• **INSTRUCTIONS TO FOLLOW**
Your task is to transcribe, word for word, the line containing "Segment every instance of the dormer" and all lines that follow it to the end of the entries. Leave out the pictures.

[Entries taken from a collection]
────────────────────────────────────────

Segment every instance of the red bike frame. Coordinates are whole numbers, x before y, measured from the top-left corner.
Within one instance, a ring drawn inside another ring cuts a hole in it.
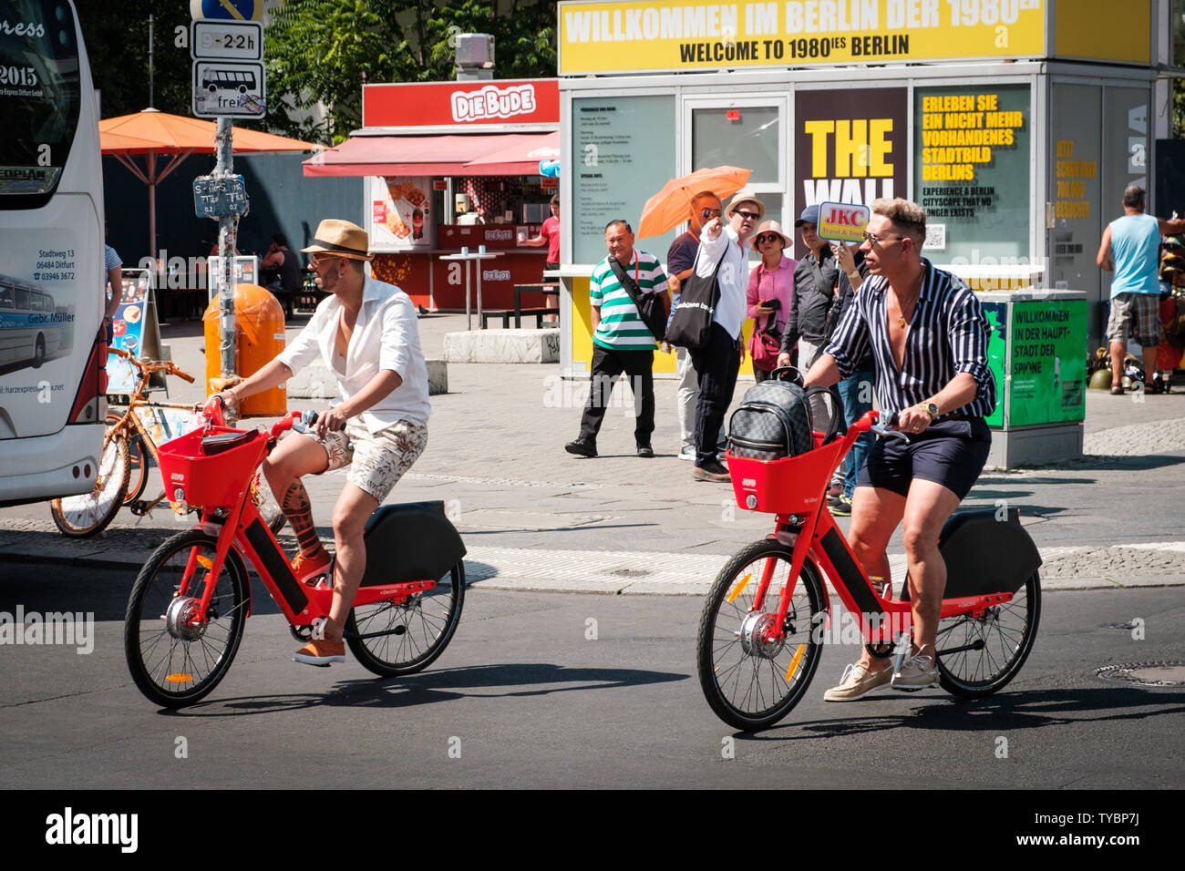
[[[769,621],[766,641],[773,642],[783,634],[794,584],[802,565],[811,559],[831,581],[844,607],[859,621],[860,633],[870,645],[892,643],[912,626],[912,607],[908,584],[902,598],[886,598],[869,581],[864,568],[844,537],[827,507],[826,489],[832,473],[839,467],[852,443],[870,431],[879,420],[878,411],[866,412],[847,429],[847,434],[824,444],[815,434],[815,449],[784,460],[760,461],[734,456],[729,453],[729,472],[737,504],[749,511],[775,513],[776,526],[769,538],[793,546],[789,582],[782,588],[777,619]],[[774,561],[767,561],[754,597],[760,610],[769,591]],[[743,578],[729,594],[735,600],[750,583]],[[988,608],[1012,601],[1012,593],[980,596],[960,596],[942,600],[942,617],[969,614],[981,616]],[[831,601],[824,587],[824,607],[831,617]]]

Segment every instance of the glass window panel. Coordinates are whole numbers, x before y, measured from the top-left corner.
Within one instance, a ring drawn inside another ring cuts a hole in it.
[[[728,113],[737,113],[730,121]],[[779,182],[781,149],[777,107],[691,110],[691,167],[743,166],[752,169],[750,184]]]

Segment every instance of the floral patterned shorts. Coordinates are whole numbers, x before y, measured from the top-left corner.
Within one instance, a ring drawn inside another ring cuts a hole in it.
[[[329,455],[326,472],[350,466],[346,480],[382,502],[403,473],[424,453],[428,427],[399,421],[371,433],[366,424],[353,418],[346,423],[344,433],[312,437]]]

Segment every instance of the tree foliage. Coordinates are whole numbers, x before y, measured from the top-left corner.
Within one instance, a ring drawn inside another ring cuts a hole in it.
[[[449,81],[456,33],[491,33],[500,78],[556,75],[556,6],[543,0],[287,0],[268,25],[269,126],[342,141],[361,126],[363,84]],[[326,114],[320,116],[324,105]]]

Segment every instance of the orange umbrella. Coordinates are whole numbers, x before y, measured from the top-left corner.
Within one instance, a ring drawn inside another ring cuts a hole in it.
[[[217,133],[218,124],[213,121],[169,115],[159,109],[145,109],[98,122],[103,154],[114,155],[148,185],[148,251],[153,257],[156,256],[156,185],[191,154],[213,154],[218,147]],[[321,148],[313,142],[244,128],[235,129],[232,142],[236,153],[310,152]],[[145,169],[132,159],[137,154],[145,155]],[[169,158],[160,171],[156,168],[158,156]]]
[[[737,166],[716,166],[696,169],[690,175],[671,179],[662,190],[646,200],[638,222],[638,237],[661,236],[687,219],[691,198],[700,191],[711,191],[720,199],[736,193],[749,180],[752,169]]]

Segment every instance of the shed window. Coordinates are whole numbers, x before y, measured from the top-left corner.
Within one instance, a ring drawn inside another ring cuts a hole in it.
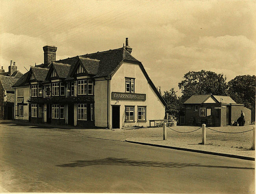
[[[200,116],[205,116],[206,108],[200,108]]]

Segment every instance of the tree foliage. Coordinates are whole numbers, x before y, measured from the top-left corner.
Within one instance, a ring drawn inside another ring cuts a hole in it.
[[[227,94],[226,78],[223,74],[201,70],[189,71],[184,75],[184,79],[178,83],[179,88],[183,94],[183,102],[193,94]]]
[[[237,103],[250,109],[255,108],[255,76],[237,76],[228,83],[228,94]]]
[[[182,102],[180,97],[177,96],[176,92],[172,88],[169,91],[164,92],[162,97],[165,100],[167,105],[165,107],[165,113],[172,115],[177,115],[180,111]]]

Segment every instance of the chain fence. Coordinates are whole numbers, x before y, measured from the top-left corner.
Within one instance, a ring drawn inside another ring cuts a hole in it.
[[[169,129],[170,129],[172,130],[173,131],[176,131],[176,132],[180,133],[192,133],[192,132],[193,132],[194,131],[197,131],[198,130],[199,130],[199,129],[201,129],[201,128],[202,128],[202,127],[201,127],[200,128],[198,128],[198,129],[196,129],[196,130],[193,130],[193,131],[188,131],[188,132],[181,132],[181,131],[176,131],[176,130],[174,130],[173,129],[172,129],[172,128],[171,128],[170,127],[168,127]]]
[[[224,131],[217,131],[217,130],[213,129],[211,129],[210,128],[208,127],[206,127],[207,129],[209,129],[211,130],[212,131],[214,131],[219,132],[219,133],[231,133],[231,134],[242,133],[245,133],[248,131],[252,131],[253,130],[253,129],[248,130],[247,131],[241,131],[239,132],[226,132]]]

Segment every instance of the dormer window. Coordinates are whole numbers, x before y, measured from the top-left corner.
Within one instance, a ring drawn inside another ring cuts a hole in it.
[[[84,71],[83,68],[83,67],[80,65],[79,65],[78,67],[77,68],[77,69],[76,70],[76,74],[80,74],[82,73],[85,73],[85,72]]]
[[[134,92],[134,79],[126,78],[125,92]]]

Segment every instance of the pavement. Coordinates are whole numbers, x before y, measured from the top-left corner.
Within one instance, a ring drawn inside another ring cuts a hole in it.
[[[0,123],[2,192],[254,192],[254,161],[129,143],[126,131],[48,127]]]

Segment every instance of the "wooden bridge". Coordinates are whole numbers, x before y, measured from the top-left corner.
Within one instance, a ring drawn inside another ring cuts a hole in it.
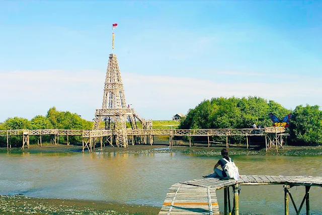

────────────────────────────────────────

• **OUTPUT OF THE TASK**
Segment every instance of the dormer window. Coordinates are whole numbers, x before y, measured from the top-left corner.
Within one instance, a ring drawn inside another ring cuts a hole in it.
[[[84,71],[83,68],[83,67],[80,65],[79,65],[78,67],[77,68],[77,69],[76,70],[76,74],[80,74],[82,73],[85,73],[85,72]]]
[[[134,92],[134,79],[126,78],[125,92]]]

Segment every instance of the pavement. Coordinates are whole numbers, x before y, measured from the top-left corner.
Within one instance, a ring drawn inside another ring cuts a hole in it.
[[[0,123],[2,192],[254,192],[254,161],[129,143],[126,131],[48,127]]]

Segment every instance of the "wooden bridge". Coordinates are whole numbers, x before y, measured from the top-left corner.
Within one instance, a ring drawn inside another ring cuts a hole in it.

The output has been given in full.